Questions d'étude:
- 1) Répondez aux questions suivantes sur le texte consacré à la santé et à la souffrance :
(a) Selon l'OMS, en quel état complet consiste la santé ?
(b) Quel auteur enseignait que la souffrance n'est pas la douleur ?
(c) Sur combien d'années le séminaire de recherche se déroule-t-il ?
- 2) Rédigez la suite du texte consacré à la santé et à la souffrance, en partant de sa dernière phrase.

Texte fourni:
Selon l’OMS, la santé est un état complet de bien-être physique, mental et social. Elle ne consiste donc pas uniquement en une absence de maladie ou d’infirmité. Cette définition de la santé est globale, totale. L’on retrouve un héritage antique : la recherche de l’ataraxie (l’absence de trouble) des stoïciens ou des épicuriens qui nous conduirait au bonheur. La santé deviendrait alors la condition sine qua non pour devenir heureux. Mais si elle est un fait total de bien-être, comment intégrer dès lors la question de la souffrance dans l’expérience humaine ?
S’il existe un consensus large pour désormais penser que la douleur mérite d’être soulagée au maximum des moyens d’analgésie que nous possédons, la question de la souffrance semble plus difficile à traiter. La souffrance n’est pas la douleur, nous enseignait Ricœur. La souffrance est à la frontière entre le corps et l’âme : nexus où tout semble s’entremêler. La souffrance ajoute à la douleur la question du sens, de la liberté de l’homme et de sa condition humaine. Elle oblige à poser la question de l’intelligence face à l’absurde.
Ce séminaire de recherche est ouvert à toutes les personnes s'intéressant aux questions liées à la santé. Il se déroulera sur trois ans :
- La première année nous a permis de travailler la question existentielle et ontologique de la santé et de la souffrance, accompagnée dans des institutions.
- La deuxième année, que nous débutons maintenant, va désormais réfléchir sur l’éthique qu’engage le cri de l’homme souffrant.

Données:
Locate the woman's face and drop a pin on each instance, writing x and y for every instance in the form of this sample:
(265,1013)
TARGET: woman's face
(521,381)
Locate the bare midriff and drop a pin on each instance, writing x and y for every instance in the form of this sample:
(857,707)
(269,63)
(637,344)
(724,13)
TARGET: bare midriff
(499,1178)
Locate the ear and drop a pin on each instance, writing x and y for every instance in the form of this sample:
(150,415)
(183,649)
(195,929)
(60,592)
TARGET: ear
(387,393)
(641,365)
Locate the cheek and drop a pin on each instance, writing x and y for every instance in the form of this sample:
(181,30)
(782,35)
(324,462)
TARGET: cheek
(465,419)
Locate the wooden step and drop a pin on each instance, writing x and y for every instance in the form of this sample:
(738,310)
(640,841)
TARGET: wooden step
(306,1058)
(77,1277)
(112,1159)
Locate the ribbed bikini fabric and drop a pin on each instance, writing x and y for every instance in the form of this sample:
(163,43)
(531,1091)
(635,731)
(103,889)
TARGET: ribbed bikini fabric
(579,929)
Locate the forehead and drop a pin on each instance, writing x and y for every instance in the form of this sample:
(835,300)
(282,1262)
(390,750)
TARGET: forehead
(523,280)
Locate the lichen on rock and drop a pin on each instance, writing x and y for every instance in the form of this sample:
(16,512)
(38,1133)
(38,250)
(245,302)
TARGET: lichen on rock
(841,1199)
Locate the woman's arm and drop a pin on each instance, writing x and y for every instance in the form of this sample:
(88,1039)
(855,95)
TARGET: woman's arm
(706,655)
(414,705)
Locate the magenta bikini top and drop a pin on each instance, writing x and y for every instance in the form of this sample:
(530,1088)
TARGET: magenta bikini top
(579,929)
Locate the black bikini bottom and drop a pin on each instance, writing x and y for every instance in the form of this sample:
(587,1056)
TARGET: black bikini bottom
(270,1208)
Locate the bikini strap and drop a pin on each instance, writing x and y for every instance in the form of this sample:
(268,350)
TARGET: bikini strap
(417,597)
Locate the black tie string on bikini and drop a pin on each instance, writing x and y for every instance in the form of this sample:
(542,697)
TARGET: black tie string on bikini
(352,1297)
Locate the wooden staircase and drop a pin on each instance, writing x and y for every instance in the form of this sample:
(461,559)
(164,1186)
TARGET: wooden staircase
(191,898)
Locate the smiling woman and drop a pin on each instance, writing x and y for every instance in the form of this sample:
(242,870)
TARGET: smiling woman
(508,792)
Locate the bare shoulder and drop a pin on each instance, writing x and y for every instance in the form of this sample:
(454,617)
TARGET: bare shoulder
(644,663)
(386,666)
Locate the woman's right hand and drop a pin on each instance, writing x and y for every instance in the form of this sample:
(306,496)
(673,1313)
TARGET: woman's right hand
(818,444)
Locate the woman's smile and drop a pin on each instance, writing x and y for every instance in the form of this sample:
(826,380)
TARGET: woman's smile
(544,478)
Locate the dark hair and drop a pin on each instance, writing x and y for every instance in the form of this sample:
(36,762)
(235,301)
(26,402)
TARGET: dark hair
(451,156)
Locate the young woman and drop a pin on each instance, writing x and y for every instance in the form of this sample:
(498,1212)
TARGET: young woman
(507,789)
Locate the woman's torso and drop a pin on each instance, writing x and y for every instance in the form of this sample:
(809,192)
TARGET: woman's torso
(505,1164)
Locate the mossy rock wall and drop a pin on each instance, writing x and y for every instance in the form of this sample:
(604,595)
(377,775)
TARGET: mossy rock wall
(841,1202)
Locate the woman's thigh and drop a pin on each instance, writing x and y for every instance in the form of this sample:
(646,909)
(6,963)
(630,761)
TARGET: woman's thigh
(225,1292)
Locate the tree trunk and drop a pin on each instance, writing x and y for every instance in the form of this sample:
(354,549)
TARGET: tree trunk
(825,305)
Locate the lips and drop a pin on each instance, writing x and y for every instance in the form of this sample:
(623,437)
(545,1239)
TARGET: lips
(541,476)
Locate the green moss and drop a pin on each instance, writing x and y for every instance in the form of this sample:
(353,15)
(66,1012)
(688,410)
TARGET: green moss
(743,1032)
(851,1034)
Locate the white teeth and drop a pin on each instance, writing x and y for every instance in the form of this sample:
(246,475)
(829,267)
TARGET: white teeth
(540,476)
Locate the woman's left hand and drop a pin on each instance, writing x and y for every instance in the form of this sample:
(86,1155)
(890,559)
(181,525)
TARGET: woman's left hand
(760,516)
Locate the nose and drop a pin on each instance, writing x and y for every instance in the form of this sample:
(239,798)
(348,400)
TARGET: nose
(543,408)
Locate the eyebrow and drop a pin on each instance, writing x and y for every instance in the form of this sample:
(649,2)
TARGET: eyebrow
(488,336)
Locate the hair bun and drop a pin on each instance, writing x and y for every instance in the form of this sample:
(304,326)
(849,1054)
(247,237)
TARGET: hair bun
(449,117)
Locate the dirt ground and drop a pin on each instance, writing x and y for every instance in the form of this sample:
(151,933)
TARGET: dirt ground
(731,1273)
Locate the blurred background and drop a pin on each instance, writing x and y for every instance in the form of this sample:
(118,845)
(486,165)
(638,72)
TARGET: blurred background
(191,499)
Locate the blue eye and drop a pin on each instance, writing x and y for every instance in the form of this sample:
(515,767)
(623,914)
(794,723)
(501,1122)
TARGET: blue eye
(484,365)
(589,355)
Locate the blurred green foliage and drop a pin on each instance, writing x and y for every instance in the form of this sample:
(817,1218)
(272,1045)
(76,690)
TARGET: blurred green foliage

Réponses attendues:
- 1)
(a) Un état complet de bien-être physique, mental et social.
(b) Ricœur.
(c) Trois ans.

- 2)
- La troisième année initiera une réflexion sur l’accompagnement de l’homme qui souffre au sein des institutions soignantes
Programme :
Lundi 10 février 2025 : Des vertus pour irriguer le sens du soin.
- Jean-Rémi Lanavère, philosophe, ICP
- Corine Pelluchon, philosophe, professeure à l'université Paris-Est Gustave Eiffel, spécialiste de philosophie politique et d'éthique normative et appliquée
Accompagner l’homme qui souffre, souffrir, c’est encore déployer un agir, et donc une espérance. C’est introduire la possibilité de la promesse, du pardon et de l’espérance. À travers la philosophie arendtienne ne retrouve-t-on pas un appel à un agir éthique ancré dans les vertus, toujours pensées comme le déploiement d’une personne qui agit dans une circonstance donnée ? Pas de vertus sans sujet qui agit ? Comment retrouver une philosophie de l’action qui se déploie dans le soin et dans les institutions soignantes ?
Lundi 3 mars 2025 : Anesthésie des sens ou des sentiments ? Qu’est-ce que vivre ? Être vivant et souffrant au sein d’une institution.
- Tanguy Châtel, sociologue et co-fondateur du Cercle Vulnérabilités et Société
Passer de l’analgésie à l’algophobie n’est-il pas une perte de la relation ? Qu’est-ce qu’être vivant jusqu’à la mort ? Peut-on choisir une voie étroite permettant tout à la fois de soulager et d’accompagner tout en entretenant la relation avec l’homme qui souffre ? La santé n’étant plus accessible qu’est-ce que prendre soin ? Peut-on faire le choix de la personne et de sa rencontre en offrant la possibilité d’être vivant jusqu’à son dernier ? D’être un vivant, parmi les vivants, qui accompagne un vivant jusqu’à l’abîme de la mort ?
Lundi 28 avril : Résonance du pâtir pour ouvrir à la fraternité.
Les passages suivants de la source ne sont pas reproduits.